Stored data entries
====================

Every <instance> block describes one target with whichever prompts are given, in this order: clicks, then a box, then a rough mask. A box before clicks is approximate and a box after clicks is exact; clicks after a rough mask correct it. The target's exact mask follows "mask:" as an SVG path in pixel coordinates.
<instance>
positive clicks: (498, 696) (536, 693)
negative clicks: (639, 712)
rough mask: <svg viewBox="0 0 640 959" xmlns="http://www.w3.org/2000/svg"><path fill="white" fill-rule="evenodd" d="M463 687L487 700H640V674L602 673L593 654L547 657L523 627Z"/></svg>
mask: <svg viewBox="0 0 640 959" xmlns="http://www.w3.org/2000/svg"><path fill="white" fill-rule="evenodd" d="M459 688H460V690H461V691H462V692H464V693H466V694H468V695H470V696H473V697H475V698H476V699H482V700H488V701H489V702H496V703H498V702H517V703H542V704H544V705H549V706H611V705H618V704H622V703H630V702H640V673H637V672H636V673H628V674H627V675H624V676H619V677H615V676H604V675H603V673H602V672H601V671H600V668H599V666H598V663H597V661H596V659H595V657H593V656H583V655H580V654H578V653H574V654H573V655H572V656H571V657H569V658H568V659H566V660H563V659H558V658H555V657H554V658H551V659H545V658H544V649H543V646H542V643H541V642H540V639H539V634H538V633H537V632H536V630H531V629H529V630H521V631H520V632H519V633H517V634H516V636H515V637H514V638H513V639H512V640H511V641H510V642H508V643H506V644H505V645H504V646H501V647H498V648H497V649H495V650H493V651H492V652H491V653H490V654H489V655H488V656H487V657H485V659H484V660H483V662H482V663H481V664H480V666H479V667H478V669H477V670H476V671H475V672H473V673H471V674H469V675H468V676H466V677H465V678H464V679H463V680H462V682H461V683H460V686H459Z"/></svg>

====================

== Exercise aim ==
Taking the entries above, please repeat each one exactly.

== Written solution ==
Every <instance> block describes one target with whichever prompts are given, in this order: clicks, then a box, then a rough mask. A box before clicks is approximate and a box after clicks is exact; clicks after a rough mask correct it. The target's exact mask follows "mask:" as an SVG path in pixel coordinates.
<instance>
positive clicks: (498, 696) (536, 693)
negative clicks: (639, 712)
rough mask: <svg viewBox="0 0 640 959" xmlns="http://www.w3.org/2000/svg"><path fill="white" fill-rule="evenodd" d="M463 687L487 700H640V674L602 673L593 654L547 657L523 627Z"/></svg>
mask: <svg viewBox="0 0 640 959" xmlns="http://www.w3.org/2000/svg"><path fill="white" fill-rule="evenodd" d="M459 688H460V690H461V691H462V692H464V693H466V694H468V695H470V696H473V697H475V698H476V699H482V700H488V701H489V702H496V703H498V702H517V703H542V704H544V705H549V706H611V705H618V704H622V703H630V702H640V673H637V672H636V673H628V674H627V675H624V676H619V677H615V676H604V675H603V673H602V672H601V671H600V668H599V666H598V663H597V661H596V659H595V657H593V656H583V655H580V654H578V653H574V654H573V655H572V656H571V657H569V658H568V659H566V660H563V659H558V658H555V657H554V658H551V659H545V658H544V649H543V646H542V643H541V642H540V639H539V634H538V633H537V632H536V630H531V629H529V630H521V631H520V632H519V633H517V634H516V636H515V637H514V638H513V639H512V640H511V641H510V642H508V643H506V644H505V645H504V646H501V647H498V648H497V649H495V650H493V651H492V652H491V653H490V654H489V655H488V656H487V657H485V659H484V660H483V662H482V663H481V664H480V666H479V667H478V669H477V670H476V671H475V672H473V673H471V674H469V675H468V676H466V677H465V678H464V679H463V680H462V682H461V683H460V686H459Z"/></svg>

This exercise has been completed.